Exercise directions
Copy out, without any change, the lines of the records that begin at the line containing "Query: building facade" and end with the line containing "Mark the region of every instance of the building", both of those lines included.

Extracted material
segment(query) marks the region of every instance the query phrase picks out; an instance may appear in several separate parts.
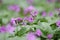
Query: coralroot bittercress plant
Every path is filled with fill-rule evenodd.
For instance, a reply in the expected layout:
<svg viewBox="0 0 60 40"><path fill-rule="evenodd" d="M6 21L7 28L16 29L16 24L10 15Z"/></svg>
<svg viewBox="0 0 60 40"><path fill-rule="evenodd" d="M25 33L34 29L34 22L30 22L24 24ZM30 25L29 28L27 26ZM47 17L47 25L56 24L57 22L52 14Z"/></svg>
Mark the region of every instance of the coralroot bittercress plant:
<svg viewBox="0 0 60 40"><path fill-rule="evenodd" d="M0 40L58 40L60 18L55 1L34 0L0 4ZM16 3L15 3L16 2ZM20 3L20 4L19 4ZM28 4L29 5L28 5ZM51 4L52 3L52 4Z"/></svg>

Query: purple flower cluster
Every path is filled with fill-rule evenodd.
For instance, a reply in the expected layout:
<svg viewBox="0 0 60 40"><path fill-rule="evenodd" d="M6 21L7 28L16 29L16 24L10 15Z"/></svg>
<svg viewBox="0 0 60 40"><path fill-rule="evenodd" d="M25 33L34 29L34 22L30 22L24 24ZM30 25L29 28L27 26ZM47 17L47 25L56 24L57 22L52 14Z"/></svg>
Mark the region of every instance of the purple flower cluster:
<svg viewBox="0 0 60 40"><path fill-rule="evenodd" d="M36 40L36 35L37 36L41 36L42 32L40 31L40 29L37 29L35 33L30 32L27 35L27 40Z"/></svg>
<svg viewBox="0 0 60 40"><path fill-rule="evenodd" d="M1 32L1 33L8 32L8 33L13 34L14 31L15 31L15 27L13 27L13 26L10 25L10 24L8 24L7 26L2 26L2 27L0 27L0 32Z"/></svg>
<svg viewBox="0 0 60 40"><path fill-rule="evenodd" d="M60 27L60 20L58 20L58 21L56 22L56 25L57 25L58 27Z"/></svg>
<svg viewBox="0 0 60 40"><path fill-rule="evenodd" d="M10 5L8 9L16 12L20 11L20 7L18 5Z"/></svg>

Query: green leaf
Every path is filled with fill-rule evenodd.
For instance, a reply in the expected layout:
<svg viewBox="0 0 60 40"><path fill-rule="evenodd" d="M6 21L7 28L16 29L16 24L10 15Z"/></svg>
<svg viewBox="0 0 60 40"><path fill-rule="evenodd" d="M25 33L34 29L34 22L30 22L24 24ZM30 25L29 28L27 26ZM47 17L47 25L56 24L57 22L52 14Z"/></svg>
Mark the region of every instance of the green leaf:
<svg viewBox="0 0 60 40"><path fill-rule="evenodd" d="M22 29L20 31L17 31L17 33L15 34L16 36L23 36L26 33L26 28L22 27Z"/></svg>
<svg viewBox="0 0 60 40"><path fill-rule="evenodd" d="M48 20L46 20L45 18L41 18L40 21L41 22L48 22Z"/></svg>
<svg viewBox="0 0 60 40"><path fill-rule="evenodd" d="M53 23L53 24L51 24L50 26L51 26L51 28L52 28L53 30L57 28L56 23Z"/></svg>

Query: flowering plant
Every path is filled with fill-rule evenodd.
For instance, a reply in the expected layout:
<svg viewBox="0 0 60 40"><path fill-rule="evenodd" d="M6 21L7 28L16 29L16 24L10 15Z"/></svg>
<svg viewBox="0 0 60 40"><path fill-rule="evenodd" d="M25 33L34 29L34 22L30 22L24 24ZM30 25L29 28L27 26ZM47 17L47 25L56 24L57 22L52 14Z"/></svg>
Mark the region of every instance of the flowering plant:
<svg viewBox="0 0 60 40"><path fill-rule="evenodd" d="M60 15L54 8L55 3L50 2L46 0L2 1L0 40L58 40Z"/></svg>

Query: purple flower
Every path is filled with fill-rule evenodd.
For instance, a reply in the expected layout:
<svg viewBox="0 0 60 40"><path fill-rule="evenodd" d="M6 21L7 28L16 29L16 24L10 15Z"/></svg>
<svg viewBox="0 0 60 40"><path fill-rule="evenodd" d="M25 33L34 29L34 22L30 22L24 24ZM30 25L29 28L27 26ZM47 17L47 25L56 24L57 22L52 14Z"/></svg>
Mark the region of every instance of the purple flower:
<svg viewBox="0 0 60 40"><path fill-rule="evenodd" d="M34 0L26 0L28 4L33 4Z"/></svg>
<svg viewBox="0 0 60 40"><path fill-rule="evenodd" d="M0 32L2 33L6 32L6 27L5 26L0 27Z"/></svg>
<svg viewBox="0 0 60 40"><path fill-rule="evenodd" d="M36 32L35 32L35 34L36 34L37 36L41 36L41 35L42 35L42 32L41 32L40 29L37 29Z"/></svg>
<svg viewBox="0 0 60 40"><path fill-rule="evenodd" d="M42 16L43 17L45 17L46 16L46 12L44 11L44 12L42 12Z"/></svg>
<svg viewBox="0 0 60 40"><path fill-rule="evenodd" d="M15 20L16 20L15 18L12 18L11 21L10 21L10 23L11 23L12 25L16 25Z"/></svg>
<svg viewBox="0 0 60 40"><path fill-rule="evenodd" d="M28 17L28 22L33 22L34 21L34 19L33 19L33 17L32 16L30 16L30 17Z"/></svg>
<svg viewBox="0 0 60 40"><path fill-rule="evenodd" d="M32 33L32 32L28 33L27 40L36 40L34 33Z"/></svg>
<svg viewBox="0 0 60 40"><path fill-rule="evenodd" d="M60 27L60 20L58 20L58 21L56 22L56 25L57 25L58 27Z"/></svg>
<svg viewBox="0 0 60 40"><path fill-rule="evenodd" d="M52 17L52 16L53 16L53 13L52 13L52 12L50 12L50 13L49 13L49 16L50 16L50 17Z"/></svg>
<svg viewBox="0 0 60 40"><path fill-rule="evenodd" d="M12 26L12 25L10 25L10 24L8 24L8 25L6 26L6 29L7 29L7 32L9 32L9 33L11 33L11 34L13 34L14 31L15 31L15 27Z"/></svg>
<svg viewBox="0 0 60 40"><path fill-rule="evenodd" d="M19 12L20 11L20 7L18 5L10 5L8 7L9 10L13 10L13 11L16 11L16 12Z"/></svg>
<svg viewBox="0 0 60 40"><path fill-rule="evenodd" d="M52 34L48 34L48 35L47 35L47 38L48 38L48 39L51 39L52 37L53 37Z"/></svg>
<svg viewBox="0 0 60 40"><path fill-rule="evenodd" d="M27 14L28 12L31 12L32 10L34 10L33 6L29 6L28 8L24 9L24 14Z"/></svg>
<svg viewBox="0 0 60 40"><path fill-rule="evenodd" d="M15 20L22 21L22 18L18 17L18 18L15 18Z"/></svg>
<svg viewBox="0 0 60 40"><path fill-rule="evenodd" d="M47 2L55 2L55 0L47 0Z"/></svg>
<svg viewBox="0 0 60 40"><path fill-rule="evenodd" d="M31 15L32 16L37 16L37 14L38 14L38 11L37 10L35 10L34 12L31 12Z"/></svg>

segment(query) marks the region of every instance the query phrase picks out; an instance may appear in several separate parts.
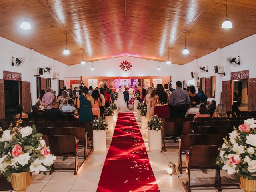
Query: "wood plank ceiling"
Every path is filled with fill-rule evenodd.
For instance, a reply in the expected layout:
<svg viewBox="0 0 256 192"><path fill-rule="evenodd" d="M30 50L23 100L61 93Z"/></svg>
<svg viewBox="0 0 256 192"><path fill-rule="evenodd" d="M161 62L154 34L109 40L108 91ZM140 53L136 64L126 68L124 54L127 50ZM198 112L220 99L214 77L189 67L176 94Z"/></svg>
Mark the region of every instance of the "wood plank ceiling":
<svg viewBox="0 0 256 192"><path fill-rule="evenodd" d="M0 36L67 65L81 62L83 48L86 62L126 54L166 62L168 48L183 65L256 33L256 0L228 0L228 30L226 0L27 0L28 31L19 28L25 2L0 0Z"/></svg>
==
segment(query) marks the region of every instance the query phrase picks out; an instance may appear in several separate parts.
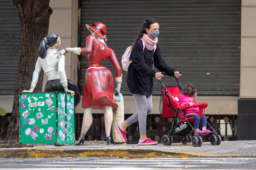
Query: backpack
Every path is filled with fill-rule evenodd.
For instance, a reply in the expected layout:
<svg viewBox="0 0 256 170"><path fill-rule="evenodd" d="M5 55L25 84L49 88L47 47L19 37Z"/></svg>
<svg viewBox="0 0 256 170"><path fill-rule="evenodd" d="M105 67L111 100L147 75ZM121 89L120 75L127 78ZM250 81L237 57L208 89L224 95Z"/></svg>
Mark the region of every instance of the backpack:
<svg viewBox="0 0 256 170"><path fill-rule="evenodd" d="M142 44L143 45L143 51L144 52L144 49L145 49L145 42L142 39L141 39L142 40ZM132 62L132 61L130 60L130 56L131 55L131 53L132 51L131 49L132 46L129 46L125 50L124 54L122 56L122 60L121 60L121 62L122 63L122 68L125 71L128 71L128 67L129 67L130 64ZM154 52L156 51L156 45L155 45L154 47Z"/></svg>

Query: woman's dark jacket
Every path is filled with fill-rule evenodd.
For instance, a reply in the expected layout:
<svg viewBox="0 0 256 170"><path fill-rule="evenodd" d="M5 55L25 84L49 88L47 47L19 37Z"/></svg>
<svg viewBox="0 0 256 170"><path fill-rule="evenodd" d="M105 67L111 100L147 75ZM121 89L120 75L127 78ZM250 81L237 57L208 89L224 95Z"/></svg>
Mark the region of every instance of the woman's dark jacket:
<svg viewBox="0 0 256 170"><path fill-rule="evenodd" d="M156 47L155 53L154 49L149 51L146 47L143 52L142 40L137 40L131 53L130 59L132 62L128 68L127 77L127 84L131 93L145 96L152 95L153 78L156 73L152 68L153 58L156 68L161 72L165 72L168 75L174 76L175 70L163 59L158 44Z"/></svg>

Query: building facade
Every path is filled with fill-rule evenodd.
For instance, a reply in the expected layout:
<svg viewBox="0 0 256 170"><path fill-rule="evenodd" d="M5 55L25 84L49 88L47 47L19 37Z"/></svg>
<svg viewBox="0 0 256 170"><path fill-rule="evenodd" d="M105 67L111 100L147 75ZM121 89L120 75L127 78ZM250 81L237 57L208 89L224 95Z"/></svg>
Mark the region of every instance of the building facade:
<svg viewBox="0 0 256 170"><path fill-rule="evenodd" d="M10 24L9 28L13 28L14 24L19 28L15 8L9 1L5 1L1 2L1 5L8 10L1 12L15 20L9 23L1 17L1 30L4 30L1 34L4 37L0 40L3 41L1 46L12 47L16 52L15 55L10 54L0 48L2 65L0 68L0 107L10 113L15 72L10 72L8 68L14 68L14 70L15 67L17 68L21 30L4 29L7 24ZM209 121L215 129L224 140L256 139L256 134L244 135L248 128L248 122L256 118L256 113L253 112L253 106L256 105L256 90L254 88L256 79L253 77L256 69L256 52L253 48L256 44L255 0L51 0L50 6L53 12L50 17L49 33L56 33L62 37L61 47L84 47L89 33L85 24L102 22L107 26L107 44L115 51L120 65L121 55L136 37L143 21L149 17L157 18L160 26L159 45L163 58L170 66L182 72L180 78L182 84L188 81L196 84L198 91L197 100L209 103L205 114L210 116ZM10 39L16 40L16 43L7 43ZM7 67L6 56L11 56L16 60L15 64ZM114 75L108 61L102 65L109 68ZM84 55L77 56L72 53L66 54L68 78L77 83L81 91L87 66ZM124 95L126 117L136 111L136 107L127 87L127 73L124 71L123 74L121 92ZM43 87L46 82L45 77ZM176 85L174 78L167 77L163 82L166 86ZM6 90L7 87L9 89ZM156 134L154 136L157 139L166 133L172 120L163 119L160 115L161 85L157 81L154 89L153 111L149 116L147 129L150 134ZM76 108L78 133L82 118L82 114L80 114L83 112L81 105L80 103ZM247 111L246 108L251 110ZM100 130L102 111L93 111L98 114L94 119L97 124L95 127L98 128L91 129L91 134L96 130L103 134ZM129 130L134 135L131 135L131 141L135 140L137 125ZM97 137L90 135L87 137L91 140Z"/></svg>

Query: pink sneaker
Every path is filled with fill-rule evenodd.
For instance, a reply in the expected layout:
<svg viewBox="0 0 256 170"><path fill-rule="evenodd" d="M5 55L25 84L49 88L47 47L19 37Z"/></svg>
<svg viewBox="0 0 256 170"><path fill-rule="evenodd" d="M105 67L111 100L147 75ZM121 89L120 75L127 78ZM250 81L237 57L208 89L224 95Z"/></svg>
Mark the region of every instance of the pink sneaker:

Reply to the exercise
Query: building facade
Every path is filled with fill-rule evenodd.
For instance, a reply in the expected layout:
<svg viewBox="0 0 256 170"><path fill-rule="evenodd" d="M5 55L25 84L49 88L47 47L19 37Z"/></svg>
<svg viewBox="0 0 256 170"><path fill-rule="evenodd" d="M105 67L111 100L147 75ZM121 89L120 75L127 78ZM250 81L237 57L208 89L224 95Z"/></svg>
Mark the region of every instance of the building facade:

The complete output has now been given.